[TESTO DEL DOCUMENTO]
Lo sviluppo della democrazia e le riforme istituzionali
Discorso pronunciato all'Università di Ottawa in occasione della visita istituzionale del Presidente del Senato della Repubblica, su invito dello Speaker del Senato del Canada Noel Kinsella.
Nel corso della visita, nei g
Madame Chancellor,
Autorità,
Membri del Corpo Diplomatico,
Signore e Signori,
desidero, anzitutto, esprimere una sincera gratitudine a tutte le Autorità canadesi che ho incontrato in questi giorni, anche per i loro calorosi riconoscimenti nei confronti dell'Italia.
Voglio, poi, rinnovare il mio più vivo e cordiale ringraziamento al Senato canadese e, in particolare, allo Speaker Kinsella, per l'invito che mi ha rivolto a visitare il Vostro Paese, e a conoscere, più da vicino, le Vostre Istituzioni e la Vostra realtà locale.
La mia riconoscenza va anche all'Università di Ottawa, e alle Sue autorità accademiche, per l'opportunità che mi è stata offerta di svolgere una breve conferenza in questa nuovissima sala.

[MATERIALE FORNITO]
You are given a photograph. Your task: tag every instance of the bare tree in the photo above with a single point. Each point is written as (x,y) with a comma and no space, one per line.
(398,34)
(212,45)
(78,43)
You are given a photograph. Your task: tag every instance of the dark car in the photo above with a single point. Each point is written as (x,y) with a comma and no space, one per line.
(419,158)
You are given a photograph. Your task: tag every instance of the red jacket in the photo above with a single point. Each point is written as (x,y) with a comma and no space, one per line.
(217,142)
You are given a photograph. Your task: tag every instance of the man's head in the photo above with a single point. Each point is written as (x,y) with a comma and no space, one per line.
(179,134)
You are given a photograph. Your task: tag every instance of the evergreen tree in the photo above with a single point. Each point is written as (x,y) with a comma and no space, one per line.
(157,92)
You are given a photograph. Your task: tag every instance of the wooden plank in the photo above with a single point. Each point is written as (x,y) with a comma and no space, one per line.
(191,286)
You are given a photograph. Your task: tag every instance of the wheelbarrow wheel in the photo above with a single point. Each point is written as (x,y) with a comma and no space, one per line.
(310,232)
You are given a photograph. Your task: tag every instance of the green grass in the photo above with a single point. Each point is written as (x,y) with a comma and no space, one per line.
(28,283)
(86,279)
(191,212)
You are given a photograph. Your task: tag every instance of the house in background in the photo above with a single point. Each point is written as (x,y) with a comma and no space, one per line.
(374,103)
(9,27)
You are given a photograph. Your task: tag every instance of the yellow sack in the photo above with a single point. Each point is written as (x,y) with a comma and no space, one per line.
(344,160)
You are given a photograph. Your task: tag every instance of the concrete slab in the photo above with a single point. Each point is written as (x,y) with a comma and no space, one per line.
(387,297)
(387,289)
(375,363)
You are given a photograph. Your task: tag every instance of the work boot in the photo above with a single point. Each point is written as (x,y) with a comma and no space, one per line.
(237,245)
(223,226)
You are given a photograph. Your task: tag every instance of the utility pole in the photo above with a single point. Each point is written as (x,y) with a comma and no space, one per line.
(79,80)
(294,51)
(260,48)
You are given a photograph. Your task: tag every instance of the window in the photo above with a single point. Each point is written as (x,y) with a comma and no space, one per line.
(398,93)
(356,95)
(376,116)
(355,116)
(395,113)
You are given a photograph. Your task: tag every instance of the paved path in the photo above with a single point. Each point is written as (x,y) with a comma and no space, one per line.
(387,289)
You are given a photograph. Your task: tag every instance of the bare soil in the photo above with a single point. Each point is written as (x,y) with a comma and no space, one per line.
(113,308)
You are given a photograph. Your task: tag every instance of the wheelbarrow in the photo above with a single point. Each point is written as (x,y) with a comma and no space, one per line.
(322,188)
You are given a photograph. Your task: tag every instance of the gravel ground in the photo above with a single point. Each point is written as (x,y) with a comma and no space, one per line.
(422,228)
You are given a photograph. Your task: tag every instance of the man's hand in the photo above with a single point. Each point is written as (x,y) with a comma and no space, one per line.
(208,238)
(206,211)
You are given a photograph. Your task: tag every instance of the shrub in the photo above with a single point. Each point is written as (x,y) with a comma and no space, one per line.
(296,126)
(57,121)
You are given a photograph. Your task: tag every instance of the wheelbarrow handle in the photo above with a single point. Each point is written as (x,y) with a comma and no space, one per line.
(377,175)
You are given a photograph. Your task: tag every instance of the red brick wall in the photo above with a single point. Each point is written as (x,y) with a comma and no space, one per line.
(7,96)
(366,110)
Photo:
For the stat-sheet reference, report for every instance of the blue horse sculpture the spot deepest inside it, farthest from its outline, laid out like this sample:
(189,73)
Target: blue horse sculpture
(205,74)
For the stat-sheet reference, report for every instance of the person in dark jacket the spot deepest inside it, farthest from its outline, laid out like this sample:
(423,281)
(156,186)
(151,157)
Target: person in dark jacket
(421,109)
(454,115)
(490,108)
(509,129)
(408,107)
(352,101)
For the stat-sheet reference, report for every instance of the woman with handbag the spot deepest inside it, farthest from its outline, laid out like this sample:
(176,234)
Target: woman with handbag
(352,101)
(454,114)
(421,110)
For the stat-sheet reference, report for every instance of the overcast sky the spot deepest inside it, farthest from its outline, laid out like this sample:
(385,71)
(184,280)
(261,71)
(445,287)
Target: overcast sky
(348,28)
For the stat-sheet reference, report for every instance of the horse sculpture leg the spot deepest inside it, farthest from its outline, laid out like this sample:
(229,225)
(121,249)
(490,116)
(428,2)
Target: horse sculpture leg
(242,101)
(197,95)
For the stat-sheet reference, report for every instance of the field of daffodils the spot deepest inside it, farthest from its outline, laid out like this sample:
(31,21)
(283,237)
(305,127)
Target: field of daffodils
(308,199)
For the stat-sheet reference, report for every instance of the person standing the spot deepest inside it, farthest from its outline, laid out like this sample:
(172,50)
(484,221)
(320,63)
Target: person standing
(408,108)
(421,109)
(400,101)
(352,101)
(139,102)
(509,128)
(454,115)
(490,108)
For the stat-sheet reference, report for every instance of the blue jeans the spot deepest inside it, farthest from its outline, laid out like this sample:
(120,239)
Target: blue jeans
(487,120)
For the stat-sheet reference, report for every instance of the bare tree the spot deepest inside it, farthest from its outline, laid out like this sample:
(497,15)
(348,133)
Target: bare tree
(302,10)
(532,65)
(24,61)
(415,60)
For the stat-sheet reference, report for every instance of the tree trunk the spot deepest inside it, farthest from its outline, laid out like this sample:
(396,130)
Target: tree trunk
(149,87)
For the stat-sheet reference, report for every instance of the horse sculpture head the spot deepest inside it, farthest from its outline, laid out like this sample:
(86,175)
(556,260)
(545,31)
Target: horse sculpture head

[ISTRUZIONI]
a) Stabilisci se ciascuna affermazione concorda con il discorso: (i) il discorso fu pronunciato all'Università di Ottawa; (ii) l'invito a visitare il Canada fu rivolto dallo Speaker Kinsella; (iii) la conferenza si tiene in una sala antica. Per ognuna rispondi sì o no, citando le parole decisive del discorso.
b) Riporta ogni riga dei record in cui compare la parola "jeans".
I record non hanno alcun legame con il discorso.

[RISPOSTE ATTESE]
a)
(i) Sì: "Discorso pronunciato all'Università di Ottawa"
(ii) Sì: "allo Speaker Kinsella, per l'invito che mi ha rivolto a visitare il Vostro Paese"
(iii) No: "in questa nuovissima sala"

b)
For the stat-sheet reference, report for every instance of the blue jeans the spot deepest inside it, farthest from its outline, laid out like this sample:
Target: blue jeans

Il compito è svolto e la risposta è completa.